> _EXERCISE PROMPT_
Exact copies of the lines from the start of the records through the line with "Look at the provided image and carefully locate the cracked" are what the answer must hold; pictures are not part of it.

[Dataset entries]
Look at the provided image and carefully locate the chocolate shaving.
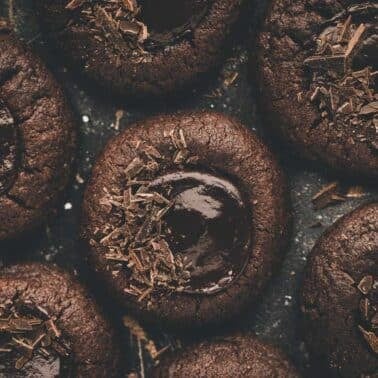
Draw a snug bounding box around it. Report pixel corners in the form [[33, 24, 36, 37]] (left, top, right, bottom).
[[65, 0, 211, 52], [65, 0, 148, 53], [65, 0, 85, 10], [303, 6, 377, 150], [345, 24, 367, 59], [123, 0, 137, 13], [0, 18, 10, 32], [122, 315, 169, 361], [0, 300, 71, 370], [114, 109, 124, 131], [94, 129, 201, 302], [346, 185, 365, 198], [358, 275, 373, 295], [223, 72, 239, 87], [311, 182, 345, 210], [311, 182, 367, 210], [359, 326, 378, 354], [360, 101, 378, 115]]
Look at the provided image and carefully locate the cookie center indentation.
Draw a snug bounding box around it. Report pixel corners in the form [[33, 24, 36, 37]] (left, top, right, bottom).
[[149, 171, 250, 292], [0, 100, 18, 196], [96, 130, 252, 301], [139, 0, 209, 39]]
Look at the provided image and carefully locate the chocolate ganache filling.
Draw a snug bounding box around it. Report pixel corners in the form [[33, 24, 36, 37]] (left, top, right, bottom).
[[0, 100, 18, 196], [0, 301, 73, 377], [149, 170, 250, 293], [139, 0, 211, 48]]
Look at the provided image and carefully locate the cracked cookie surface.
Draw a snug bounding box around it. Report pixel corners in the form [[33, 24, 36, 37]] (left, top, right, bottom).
[[0, 30, 76, 241], [153, 335, 299, 377], [81, 111, 290, 330], [301, 202, 378, 377], [255, 0, 378, 177]]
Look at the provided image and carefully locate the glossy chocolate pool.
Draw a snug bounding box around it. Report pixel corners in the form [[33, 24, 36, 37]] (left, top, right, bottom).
[[150, 170, 250, 293], [139, 0, 210, 47]]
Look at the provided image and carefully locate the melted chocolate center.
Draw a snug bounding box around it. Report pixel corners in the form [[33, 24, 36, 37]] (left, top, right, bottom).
[[149, 170, 250, 293], [139, 0, 210, 47], [0, 100, 18, 195]]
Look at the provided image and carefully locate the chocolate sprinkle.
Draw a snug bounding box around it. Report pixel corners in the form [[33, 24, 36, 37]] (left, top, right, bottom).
[[65, 0, 211, 53], [92, 129, 197, 302], [91, 128, 248, 302], [311, 182, 345, 210], [0, 299, 71, 371], [311, 181, 367, 210], [304, 4, 377, 151]]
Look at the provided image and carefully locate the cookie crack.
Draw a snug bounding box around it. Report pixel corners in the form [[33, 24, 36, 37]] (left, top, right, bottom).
[[5, 192, 35, 210], [0, 66, 22, 88]]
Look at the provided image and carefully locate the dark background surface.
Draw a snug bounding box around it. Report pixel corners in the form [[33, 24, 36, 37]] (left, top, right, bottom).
[[0, 0, 377, 376]]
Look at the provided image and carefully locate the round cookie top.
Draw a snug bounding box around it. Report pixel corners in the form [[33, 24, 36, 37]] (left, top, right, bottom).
[[82, 111, 289, 330], [0, 263, 121, 377], [36, 0, 244, 96], [256, 1, 378, 177], [0, 30, 76, 241], [301, 202, 378, 377], [153, 335, 300, 377]]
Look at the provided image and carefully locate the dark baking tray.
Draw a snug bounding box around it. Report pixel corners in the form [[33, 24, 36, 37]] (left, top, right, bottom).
[[1, 0, 377, 376]]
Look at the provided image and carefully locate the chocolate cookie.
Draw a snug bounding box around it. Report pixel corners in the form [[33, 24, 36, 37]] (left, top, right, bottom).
[[301, 202, 378, 377], [255, 1, 378, 177], [36, 0, 244, 97], [82, 111, 289, 330], [153, 335, 299, 377], [0, 29, 76, 241], [0, 263, 121, 377]]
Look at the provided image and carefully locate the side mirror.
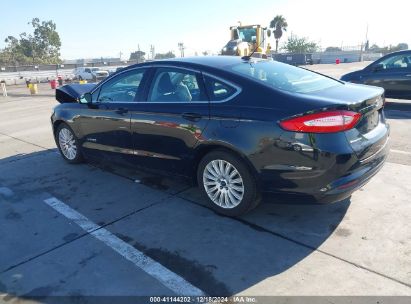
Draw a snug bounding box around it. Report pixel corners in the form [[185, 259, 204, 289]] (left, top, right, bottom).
[[79, 92, 92, 104], [372, 63, 384, 72]]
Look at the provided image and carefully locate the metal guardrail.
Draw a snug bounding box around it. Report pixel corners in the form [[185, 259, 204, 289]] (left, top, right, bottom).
[[271, 51, 383, 65], [0, 60, 143, 85], [0, 66, 126, 85], [0, 69, 75, 84], [0, 60, 140, 73]]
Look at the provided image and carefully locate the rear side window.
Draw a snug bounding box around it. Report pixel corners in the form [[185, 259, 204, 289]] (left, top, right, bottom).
[[204, 76, 238, 102]]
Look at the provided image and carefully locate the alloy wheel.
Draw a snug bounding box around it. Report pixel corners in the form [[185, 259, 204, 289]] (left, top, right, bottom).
[[58, 127, 77, 160], [203, 159, 244, 209]]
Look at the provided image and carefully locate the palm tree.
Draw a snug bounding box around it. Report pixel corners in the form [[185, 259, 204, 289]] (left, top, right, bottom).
[[270, 15, 288, 53]]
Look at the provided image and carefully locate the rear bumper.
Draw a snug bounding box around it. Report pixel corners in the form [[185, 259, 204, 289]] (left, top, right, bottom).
[[257, 129, 389, 204], [314, 139, 388, 203], [95, 74, 108, 80]]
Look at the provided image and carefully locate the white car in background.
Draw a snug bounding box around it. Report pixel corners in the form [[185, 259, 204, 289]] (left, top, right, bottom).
[[73, 67, 109, 81]]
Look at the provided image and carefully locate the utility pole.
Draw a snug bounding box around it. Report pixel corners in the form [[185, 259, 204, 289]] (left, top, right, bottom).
[[178, 42, 185, 57], [365, 24, 369, 42], [150, 45, 155, 60], [360, 24, 368, 62], [364, 24, 369, 52], [119, 51, 123, 61]]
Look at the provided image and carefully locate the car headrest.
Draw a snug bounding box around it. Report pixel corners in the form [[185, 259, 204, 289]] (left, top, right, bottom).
[[158, 73, 174, 94]]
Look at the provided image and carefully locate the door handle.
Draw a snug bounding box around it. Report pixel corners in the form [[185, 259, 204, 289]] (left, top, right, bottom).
[[182, 112, 202, 122], [116, 108, 128, 115]]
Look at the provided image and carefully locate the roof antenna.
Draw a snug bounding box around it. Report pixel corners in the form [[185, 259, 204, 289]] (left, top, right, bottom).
[[242, 28, 271, 61]]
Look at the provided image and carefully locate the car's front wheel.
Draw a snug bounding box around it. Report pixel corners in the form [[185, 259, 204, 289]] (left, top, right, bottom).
[[56, 123, 83, 164], [197, 150, 260, 217]]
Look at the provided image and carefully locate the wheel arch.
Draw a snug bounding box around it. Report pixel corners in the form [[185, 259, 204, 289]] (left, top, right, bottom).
[[52, 120, 65, 137], [52, 119, 80, 141]]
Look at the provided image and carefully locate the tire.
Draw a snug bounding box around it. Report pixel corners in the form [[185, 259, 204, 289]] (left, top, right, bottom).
[[56, 123, 83, 164], [197, 150, 260, 217]]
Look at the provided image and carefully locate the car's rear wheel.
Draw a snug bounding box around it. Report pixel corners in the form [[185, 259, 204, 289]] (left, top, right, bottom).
[[197, 150, 260, 217], [56, 123, 83, 164]]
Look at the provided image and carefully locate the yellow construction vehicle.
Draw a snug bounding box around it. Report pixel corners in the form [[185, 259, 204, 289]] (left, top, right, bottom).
[[221, 24, 272, 58]]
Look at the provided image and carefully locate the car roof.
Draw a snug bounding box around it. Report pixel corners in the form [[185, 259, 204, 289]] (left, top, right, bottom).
[[381, 50, 411, 57], [124, 56, 265, 72]]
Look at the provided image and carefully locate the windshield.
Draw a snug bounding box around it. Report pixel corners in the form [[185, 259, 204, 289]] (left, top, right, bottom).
[[238, 27, 257, 43], [230, 60, 342, 94], [227, 41, 238, 47]]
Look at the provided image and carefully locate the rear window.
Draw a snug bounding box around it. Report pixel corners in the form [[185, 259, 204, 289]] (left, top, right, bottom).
[[229, 60, 341, 94]]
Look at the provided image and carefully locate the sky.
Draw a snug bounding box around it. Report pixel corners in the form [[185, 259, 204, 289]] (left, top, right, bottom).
[[0, 0, 410, 60]]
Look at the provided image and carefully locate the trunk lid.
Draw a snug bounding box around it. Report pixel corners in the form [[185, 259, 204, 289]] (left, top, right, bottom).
[[305, 83, 389, 161]]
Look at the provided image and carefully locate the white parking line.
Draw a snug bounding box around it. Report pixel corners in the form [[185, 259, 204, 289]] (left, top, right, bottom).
[[390, 149, 411, 155], [44, 197, 205, 296]]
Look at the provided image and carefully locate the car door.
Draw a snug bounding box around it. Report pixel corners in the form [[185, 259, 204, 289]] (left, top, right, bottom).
[[363, 53, 411, 98], [129, 66, 210, 174], [77, 68, 148, 163]]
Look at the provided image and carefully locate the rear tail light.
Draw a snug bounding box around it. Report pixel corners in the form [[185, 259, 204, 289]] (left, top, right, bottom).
[[279, 110, 361, 133]]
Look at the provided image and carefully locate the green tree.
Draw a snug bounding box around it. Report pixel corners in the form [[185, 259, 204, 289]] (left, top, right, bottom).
[[30, 18, 61, 63], [0, 18, 61, 65], [269, 15, 288, 53], [396, 43, 409, 50], [369, 44, 387, 53], [129, 50, 146, 62], [325, 46, 342, 52], [154, 51, 175, 59], [0, 36, 19, 65], [283, 35, 318, 53], [368, 43, 408, 54]]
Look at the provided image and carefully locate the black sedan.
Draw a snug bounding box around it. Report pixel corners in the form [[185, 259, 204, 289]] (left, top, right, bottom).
[[341, 50, 411, 99], [52, 56, 389, 216]]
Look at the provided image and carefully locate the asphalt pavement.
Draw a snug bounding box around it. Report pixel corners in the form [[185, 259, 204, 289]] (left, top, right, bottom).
[[0, 64, 410, 302]]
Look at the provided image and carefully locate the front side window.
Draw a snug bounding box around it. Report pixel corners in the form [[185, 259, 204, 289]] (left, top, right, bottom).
[[230, 60, 341, 94], [377, 54, 411, 70], [97, 69, 146, 103], [148, 68, 205, 102]]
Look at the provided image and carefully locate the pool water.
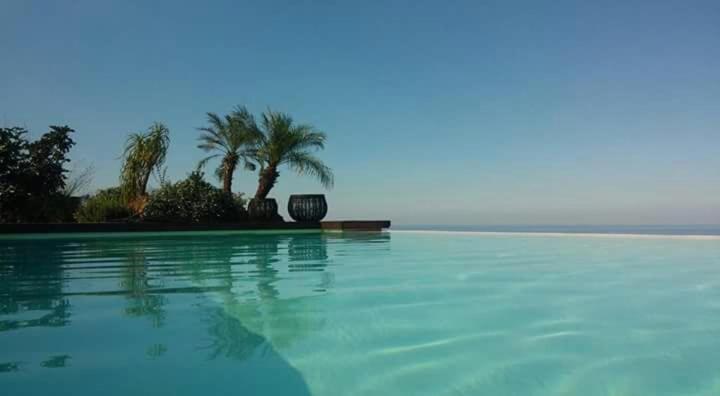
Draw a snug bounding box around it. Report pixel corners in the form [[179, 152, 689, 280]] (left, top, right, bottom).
[[2, 231, 720, 395]]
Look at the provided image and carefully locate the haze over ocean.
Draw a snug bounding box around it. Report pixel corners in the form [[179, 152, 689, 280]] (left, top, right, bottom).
[[2, 0, 719, 224], [393, 224, 720, 237]]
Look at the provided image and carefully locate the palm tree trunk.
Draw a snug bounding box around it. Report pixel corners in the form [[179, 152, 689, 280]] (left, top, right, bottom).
[[255, 166, 279, 200], [140, 170, 152, 197], [129, 171, 152, 215], [222, 159, 237, 194]]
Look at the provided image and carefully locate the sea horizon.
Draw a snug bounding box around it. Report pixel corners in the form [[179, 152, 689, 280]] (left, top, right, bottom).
[[392, 224, 720, 236]]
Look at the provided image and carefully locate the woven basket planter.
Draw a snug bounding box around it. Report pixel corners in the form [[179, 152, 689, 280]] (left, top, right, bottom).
[[287, 194, 328, 222], [248, 198, 280, 221]]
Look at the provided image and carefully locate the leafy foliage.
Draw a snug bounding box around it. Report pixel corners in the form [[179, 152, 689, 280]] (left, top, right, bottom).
[[0, 125, 76, 223], [197, 106, 260, 193], [0, 127, 29, 219], [142, 172, 247, 223], [120, 122, 170, 202], [75, 187, 133, 223]]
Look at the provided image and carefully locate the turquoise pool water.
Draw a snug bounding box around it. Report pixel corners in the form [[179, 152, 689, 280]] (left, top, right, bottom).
[[2, 231, 720, 395]]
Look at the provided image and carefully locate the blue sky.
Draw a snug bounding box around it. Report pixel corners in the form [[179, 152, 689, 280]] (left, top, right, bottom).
[[2, 0, 719, 224]]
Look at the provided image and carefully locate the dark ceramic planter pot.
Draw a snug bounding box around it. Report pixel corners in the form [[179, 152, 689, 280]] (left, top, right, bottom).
[[287, 194, 328, 222], [248, 198, 281, 221]]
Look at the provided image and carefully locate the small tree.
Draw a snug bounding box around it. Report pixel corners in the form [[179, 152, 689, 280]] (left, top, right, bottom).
[[0, 125, 75, 222], [120, 122, 170, 208], [63, 165, 94, 197], [197, 106, 260, 194], [250, 110, 333, 200]]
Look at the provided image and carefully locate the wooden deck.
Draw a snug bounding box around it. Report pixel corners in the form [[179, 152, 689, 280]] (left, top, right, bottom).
[[0, 220, 391, 234]]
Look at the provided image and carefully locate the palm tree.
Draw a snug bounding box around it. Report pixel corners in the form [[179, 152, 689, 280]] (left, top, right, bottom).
[[197, 107, 260, 194], [251, 110, 333, 200], [120, 122, 170, 202]]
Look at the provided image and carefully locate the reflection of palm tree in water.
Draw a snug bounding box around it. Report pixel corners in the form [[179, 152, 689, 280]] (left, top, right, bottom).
[[116, 234, 319, 395], [248, 236, 281, 301], [200, 303, 312, 395], [203, 306, 270, 360], [202, 233, 331, 357], [205, 232, 389, 364]]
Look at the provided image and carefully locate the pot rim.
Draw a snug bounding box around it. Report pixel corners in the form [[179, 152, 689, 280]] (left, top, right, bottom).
[[288, 194, 326, 198]]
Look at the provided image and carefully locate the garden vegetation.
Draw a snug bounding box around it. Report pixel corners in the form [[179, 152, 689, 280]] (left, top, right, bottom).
[[0, 106, 333, 224]]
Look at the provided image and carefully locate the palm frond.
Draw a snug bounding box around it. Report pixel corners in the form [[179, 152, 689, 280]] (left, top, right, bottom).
[[214, 164, 225, 182], [197, 134, 228, 152], [197, 127, 224, 140], [290, 127, 326, 152], [206, 112, 225, 131], [242, 158, 256, 171], [231, 106, 256, 127], [197, 154, 221, 171], [285, 152, 334, 189]]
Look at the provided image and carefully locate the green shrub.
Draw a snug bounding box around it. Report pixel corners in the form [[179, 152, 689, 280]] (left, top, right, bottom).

> _EXERCISE SOLUTION_
Look at the provided image and carefully locate the chocolate shaving.
Draw a snug bounding box around it. Report pixel corners in the form [[33, 24, 36, 37]] (left, top, right, bottom).
[[65, 0, 211, 52], [65, 0, 148, 53], [65, 0, 85, 10], [303, 6, 377, 150], [345, 24, 367, 59], [123, 0, 137, 13], [0, 18, 10, 32], [122, 315, 169, 361], [0, 300, 71, 370], [114, 109, 124, 131], [94, 129, 201, 302], [346, 185, 365, 198], [358, 275, 373, 295], [223, 72, 239, 87], [311, 182, 345, 210], [311, 182, 367, 210], [359, 326, 378, 354], [360, 101, 378, 115]]
Look at the provided image and carefully locate the cookie center indentation.
Draw a snug bounding box around it. Report pixel corners in the form [[33, 24, 36, 37]] (left, top, right, bottom).
[[149, 171, 250, 292], [0, 100, 18, 196], [96, 130, 252, 301], [139, 0, 209, 39]]
Look at the provided image and carefully locate the chocolate ganache filling.
Draw a snug bounding box around it. Report pixel corners in the form [[33, 24, 36, 37]] (left, top, right, bottom).
[[0, 100, 18, 196], [0, 301, 73, 377], [149, 170, 250, 293], [139, 0, 211, 48]]
Look at the provided image and carefully locate the cracked cookie surface.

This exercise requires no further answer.